_Prompt A_. Summarize the section on tariff reimposition and Section 301 investigations in two sentences.
_Prompt B_. Continue the section on tariff reimposition and Section 301 investigations, picking up after its last sentence.

_Document text_.
──────

IV. Tariff Reimposition and USTR Section 301 Investigations

After the Supreme Court’s decision invalidating IEEPA tariffs, the Administration swiftly moved to reimpose tariffs under § 122 of the Trade Act of 1974, which we previously discussed here.  Future posts will discuss the emerging judicial and legislative challenges to these Section 122 tariffs.  For this post, we note that the Section 122 statute authorizes tariffs for a period of up to one hundred and fifty (150) days, without any Congressional approval.  Because of this, importers should expect these 122 tariffs to remain in place through a five-month period. 

In a further re-imposition development, last week (on March 11 and March 12, 2026), the Office of the United States Trade Representative (“USTR”) announced new investigations under § 301 of the Trade Act of 1974 (a possibility we previously discussed here).  The USTR announced sixteen new investigations on March 11 and sixty new investigations on March 12, 2026.  These investigations suggest the Administration may attempt to replace some of its lost IEEPA tariff leverage through new Section 301 tariffs.

──────

[Source data]
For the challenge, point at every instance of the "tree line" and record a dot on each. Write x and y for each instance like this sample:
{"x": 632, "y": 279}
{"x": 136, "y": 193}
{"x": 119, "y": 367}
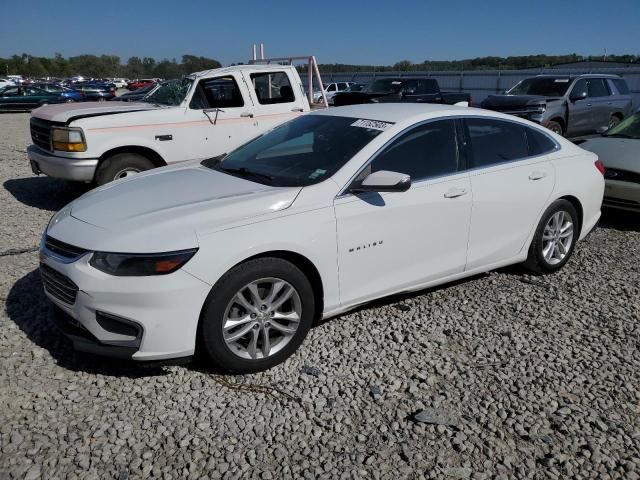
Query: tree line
{"x": 103, "y": 66}
{"x": 136, "y": 67}
{"x": 479, "y": 63}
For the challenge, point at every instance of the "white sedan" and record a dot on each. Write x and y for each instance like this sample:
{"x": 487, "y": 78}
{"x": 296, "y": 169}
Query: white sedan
{"x": 239, "y": 255}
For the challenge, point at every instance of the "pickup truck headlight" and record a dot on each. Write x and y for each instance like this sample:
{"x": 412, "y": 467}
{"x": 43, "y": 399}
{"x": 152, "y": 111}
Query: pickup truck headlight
{"x": 68, "y": 139}
{"x": 140, "y": 264}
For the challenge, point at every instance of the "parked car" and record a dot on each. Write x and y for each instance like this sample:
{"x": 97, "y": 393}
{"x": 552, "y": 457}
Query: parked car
{"x": 401, "y": 90}
{"x": 330, "y": 89}
{"x": 97, "y": 92}
{"x": 619, "y": 151}
{"x": 313, "y": 218}
{"x": 68, "y": 93}
{"x": 136, "y": 95}
{"x": 567, "y": 105}
{"x": 26, "y": 97}
{"x": 136, "y": 84}
{"x": 205, "y": 114}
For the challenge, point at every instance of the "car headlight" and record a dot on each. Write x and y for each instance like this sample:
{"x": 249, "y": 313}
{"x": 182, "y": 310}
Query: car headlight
{"x": 140, "y": 264}
{"x": 68, "y": 139}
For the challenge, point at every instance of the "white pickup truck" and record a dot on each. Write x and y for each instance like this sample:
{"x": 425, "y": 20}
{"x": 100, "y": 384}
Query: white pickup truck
{"x": 200, "y": 116}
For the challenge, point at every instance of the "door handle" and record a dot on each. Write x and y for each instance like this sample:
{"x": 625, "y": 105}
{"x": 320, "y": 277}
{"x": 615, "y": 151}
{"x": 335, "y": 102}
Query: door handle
{"x": 537, "y": 175}
{"x": 455, "y": 192}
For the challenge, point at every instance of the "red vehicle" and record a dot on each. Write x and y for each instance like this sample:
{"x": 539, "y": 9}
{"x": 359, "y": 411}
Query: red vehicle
{"x": 136, "y": 84}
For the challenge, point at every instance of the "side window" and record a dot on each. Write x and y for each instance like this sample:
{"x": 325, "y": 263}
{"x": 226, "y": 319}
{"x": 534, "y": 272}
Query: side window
{"x": 426, "y": 151}
{"x": 579, "y": 87}
{"x": 272, "y": 87}
{"x": 597, "y": 87}
{"x": 621, "y": 86}
{"x": 538, "y": 142}
{"x": 220, "y": 92}
{"x": 495, "y": 141}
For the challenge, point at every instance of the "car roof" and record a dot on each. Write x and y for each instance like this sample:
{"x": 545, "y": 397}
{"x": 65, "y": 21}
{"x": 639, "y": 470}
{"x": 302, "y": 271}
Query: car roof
{"x": 398, "y": 112}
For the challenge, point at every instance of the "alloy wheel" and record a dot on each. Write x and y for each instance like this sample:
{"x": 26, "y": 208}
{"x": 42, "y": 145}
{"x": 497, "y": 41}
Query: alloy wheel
{"x": 557, "y": 237}
{"x": 262, "y": 318}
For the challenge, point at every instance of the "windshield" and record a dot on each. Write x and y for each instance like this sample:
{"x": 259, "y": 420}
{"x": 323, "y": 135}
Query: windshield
{"x": 170, "y": 93}
{"x": 302, "y": 152}
{"x": 547, "y": 87}
{"x": 629, "y": 128}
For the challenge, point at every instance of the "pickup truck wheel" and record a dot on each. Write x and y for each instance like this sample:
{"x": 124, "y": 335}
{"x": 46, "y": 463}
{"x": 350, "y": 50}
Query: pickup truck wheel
{"x": 555, "y": 127}
{"x": 256, "y": 315}
{"x": 120, "y": 166}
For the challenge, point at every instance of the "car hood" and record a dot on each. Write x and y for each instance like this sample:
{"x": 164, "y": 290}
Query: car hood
{"x": 67, "y": 112}
{"x": 517, "y": 100}
{"x": 165, "y": 209}
{"x": 620, "y": 153}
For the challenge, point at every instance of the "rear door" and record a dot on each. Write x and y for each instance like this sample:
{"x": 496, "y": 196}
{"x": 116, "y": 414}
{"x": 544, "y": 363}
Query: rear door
{"x": 510, "y": 188}
{"x": 274, "y": 98}
{"x": 389, "y": 241}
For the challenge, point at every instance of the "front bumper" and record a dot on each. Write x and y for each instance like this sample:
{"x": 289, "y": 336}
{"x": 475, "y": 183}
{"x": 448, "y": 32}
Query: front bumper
{"x": 622, "y": 195}
{"x": 76, "y": 169}
{"x": 162, "y": 311}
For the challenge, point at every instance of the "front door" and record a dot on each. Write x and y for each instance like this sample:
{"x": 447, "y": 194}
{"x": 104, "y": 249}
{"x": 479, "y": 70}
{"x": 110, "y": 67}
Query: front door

──────

_Task output A_. After the Supreme Court invalidated the IEEPA tariffs, the Administration reimposed tariffs under § 122 of the Trade Act of 1974, which authorizes tariffs for up to 150 days without Congressional approval, so importers should expect them to remain in place for a five-month period. On March 11 and March 12, 2026, the USTR announced sixteen and sixty new investigations, respectively, under § 301 of the same Act, which suggests the Administration may try to replace some of its lost IEEPA tariff leverage through new Section 301 tariffs.

_Task output B_.
The sixteen March 11, 2026 investigations concern Structural Excess Capacity and Production in Manufacturing Sectors (the “Excess Capacity” investigations) with potential tariff impacts on goods from: China, the European Union (EU), Singapore, Switzerland, Norway, Indonesia, Malaysia, Cambodia, Thailand, Korea, Vietnam, Taiwan, Bangladesh, Mexico, Japan, and India.  These sixteen Excess Capacity investigations will focus on “production capacity untethered from the incentives of domestic and global demand” that leads to “overproduction and large or persistent trade surpluses,” “underutilized and unused capacity,” and other issues that present a “serious challenge to U.S. efforts to re-shore supply chains and provide good-paying jobs for American workers.”  Written comments for the Excess Capacity investigations are due by April 15, 2026.  USTR will hold public hearings beginning May 5, 2026, up to May 8, with post-hearing rebuttal comments due to be submitted one week after conclusion of hearings.

The March 12, 2026 investigations concern Goods Produced with Forced Labor (the “Forced Labor” investigations).  These sixty Forced Labor investigations may impact goods from trading partners including Argentina, Australia, Bangladesh, Brazil, Canada, Chile, China, Egypt, the European Union (EU), Hong Kong, India, Indonesia, Israel, Japan, Mexico, Nigeria, Pakistan, Philippines, Russia, Singapore, South Korea, Switzerland, Taiwan, Turkey, the United Kingdom (UK), Venezuela, and Vietnam.  Written comments in the Forced Labor investigations are due by April 15, 2026, and public hearings are scheduled to begin April 28, continuing up to May 1, with post-hearing rebuttal comments due one week after.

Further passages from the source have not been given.